(Saved dataset items)
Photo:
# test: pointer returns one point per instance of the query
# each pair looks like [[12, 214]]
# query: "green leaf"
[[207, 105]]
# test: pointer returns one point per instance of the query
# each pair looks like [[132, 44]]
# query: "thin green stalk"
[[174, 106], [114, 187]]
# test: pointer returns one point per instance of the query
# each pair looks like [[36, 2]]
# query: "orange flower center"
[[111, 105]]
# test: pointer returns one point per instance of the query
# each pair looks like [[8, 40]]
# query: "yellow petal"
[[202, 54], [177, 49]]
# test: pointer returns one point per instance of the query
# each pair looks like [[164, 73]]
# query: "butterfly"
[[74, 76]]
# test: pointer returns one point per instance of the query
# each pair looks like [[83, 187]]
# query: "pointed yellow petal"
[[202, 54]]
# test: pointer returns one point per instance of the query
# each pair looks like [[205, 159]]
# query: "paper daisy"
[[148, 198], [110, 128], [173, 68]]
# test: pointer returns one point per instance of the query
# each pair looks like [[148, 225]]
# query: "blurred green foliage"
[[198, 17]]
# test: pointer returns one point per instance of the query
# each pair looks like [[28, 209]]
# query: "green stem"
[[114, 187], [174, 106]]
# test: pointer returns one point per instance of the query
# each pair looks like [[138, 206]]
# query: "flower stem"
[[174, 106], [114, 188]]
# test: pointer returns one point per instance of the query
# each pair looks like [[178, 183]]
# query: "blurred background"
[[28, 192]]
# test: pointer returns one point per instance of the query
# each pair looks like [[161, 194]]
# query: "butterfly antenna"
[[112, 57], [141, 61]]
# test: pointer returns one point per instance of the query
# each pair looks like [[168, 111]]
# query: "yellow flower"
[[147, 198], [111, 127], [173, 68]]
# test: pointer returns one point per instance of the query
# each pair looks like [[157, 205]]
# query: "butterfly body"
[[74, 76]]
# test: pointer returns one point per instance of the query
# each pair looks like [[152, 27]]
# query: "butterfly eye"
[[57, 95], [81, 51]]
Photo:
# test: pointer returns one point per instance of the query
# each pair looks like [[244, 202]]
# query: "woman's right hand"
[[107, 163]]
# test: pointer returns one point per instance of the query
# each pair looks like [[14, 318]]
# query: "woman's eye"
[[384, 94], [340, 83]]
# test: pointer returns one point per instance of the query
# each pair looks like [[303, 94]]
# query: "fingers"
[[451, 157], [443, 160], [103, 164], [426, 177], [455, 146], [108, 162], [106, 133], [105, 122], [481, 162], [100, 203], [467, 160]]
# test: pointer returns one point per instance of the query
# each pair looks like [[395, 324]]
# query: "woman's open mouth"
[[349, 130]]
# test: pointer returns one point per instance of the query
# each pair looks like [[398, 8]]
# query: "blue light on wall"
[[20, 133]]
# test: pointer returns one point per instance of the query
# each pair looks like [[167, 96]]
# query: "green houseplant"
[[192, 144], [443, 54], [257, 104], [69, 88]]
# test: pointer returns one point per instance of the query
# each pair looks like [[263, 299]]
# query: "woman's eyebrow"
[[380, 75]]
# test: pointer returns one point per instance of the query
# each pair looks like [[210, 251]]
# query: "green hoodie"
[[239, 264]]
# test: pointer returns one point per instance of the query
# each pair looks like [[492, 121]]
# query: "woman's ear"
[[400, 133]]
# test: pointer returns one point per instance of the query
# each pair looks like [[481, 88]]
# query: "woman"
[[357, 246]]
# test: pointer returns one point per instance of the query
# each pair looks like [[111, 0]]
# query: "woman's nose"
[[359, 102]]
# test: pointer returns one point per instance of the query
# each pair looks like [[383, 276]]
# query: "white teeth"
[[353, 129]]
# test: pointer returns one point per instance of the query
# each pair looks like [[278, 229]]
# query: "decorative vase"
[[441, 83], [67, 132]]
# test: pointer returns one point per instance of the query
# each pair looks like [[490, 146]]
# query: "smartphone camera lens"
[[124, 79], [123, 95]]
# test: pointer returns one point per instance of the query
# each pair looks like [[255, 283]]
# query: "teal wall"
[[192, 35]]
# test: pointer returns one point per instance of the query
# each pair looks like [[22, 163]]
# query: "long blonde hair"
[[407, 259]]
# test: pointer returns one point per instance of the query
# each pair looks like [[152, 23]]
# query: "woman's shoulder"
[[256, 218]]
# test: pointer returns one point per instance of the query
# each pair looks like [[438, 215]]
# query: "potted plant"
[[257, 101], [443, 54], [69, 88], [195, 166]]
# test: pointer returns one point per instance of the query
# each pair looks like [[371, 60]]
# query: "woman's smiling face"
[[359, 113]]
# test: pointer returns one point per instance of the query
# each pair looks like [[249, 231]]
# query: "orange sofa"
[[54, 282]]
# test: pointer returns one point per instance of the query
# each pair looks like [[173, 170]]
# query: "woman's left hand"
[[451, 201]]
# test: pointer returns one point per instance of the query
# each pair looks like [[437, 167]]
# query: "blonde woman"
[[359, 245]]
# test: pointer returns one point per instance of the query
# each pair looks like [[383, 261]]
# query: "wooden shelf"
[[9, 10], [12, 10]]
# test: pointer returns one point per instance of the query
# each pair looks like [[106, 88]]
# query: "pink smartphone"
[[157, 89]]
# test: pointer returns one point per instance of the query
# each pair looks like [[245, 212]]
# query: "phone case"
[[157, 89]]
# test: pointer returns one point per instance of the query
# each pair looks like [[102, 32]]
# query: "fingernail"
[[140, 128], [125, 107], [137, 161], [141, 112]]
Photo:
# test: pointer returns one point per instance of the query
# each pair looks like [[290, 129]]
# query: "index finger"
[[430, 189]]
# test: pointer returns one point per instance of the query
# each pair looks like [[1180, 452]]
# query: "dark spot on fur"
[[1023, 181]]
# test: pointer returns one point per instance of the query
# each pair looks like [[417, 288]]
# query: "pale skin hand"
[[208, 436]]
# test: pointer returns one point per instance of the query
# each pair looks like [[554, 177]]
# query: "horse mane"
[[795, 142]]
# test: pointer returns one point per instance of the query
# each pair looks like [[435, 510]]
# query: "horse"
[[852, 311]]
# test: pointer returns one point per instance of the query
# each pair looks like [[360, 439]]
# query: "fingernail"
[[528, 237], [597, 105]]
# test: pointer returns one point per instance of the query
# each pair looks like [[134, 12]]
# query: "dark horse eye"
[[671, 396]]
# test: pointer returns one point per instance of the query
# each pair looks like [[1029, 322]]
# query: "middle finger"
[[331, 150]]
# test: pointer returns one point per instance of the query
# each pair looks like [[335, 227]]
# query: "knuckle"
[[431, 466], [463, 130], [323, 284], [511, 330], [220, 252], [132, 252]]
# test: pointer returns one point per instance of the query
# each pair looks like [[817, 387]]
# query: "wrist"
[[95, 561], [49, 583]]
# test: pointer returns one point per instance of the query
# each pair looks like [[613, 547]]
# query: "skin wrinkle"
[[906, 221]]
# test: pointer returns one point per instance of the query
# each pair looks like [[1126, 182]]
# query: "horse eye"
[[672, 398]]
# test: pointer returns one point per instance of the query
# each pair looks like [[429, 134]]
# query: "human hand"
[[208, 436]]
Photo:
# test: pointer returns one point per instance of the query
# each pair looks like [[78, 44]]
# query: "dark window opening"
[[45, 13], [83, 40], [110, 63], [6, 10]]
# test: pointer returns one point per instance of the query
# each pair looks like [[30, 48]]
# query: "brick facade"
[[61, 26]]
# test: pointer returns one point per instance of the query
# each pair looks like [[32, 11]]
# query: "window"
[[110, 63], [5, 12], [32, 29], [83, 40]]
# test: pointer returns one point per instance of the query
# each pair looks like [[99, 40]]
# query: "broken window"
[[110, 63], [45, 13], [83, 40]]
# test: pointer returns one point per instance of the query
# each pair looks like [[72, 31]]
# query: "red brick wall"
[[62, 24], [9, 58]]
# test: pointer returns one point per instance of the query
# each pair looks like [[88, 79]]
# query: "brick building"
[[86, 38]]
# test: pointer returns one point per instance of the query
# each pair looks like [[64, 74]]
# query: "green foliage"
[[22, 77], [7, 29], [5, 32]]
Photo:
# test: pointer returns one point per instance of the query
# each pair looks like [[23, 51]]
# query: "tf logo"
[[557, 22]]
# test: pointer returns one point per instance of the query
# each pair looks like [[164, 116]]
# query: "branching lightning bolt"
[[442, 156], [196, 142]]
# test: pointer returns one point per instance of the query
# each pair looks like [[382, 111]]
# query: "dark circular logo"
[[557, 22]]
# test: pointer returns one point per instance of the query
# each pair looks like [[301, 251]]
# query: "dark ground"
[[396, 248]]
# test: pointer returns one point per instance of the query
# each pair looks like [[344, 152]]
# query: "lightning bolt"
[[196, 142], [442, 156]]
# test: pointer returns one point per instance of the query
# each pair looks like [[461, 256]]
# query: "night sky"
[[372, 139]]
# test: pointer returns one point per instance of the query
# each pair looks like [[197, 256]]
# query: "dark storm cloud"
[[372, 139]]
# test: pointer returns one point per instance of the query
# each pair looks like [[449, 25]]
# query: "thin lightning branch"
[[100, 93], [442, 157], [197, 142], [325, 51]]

** DIRECTIVE **
Lay out the data above as a Markdown table with the columns Row and Line, one numbered row per line, and skip any blank lines. Begin at the first line of the data and stop after the line that contains "[[28, 192]]".

** REPLY TO THE EXERCISE **
| Row | Line |
|---|---|
| 1 | Photo: |
| 2 | # test: pointer returns one point per instance of the query |
| 3 | # each pair looks like [[12, 214]] |
| 4 | # query: "green leaf" |
| 5 | [[207, 105]] |
| 6 | # test: pointer returns one point per instance of the query |
| 7 | # each pair looks like [[132, 44]] |
| 8 | # query: "thin green stalk" |
| 9 | [[174, 106], [114, 187]] |
| 10 | # test: pointer returns one point per instance of the query |
| 11 | # each pair looks like [[36, 2]] |
| 12 | # query: "orange flower center" |
| 13 | [[111, 105]] |
| 14 | # test: pointer returns one point per instance of the query |
| 15 | # each pair looks like [[8, 40]] |
| 16 | # query: "yellow petal" |
| 17 | [[202, 54], [177, 49]] |
| 18 | # test: pointer returns one point per instance of the query |
| 19 | # each pair looks like [[164, 73]] |
| 20 | # query: "butterfly" |
| 21 | [[74, 76]] |
| 22 | # test: pointer returns one point per instance of the query |
| 23 | # each pair looks like [[83, 187]] |
| 24 | # query: "pointed yellow petal" |
| 25 | [[202, 54]] |
| 26 | # test: pointer returns one point per instance of the query |
| 27 | # each pair looks like [[205, 159]] |
| 28 | # query: "paper daisy" |
| 29 | [[148, 198], [110, 128], [173, 68]] |
| 30 | # test: pointer returns one point per instance of the query |
| 31 | # each pair looks like [[148, 225]] |
| 32 | # query: "blurred green foliage" |
| 33 | [[198, 17]] |
| 34 | # test: pointer returns one point per instance of the query |
| 35 | # each pair looks like [[28, 209]] |
| 36 | # query: "green stem" |
| 37 | [[114, 187], [174, 106]] |
| 38 | # test: pointer returns one point per instance of the query |
| 39 | # each pair looks like [[138, 206]] |
| 40 | # query: "flower stem" |
| 41 | [[174, 106], [114, 188]] |
| 42 | # test: pointer returns one point per instance of the query |
| 43 | # each pair looks like [[178, 183]] |
| 44 | # query: "blurred background" |
| 45 | [[28, 192]] |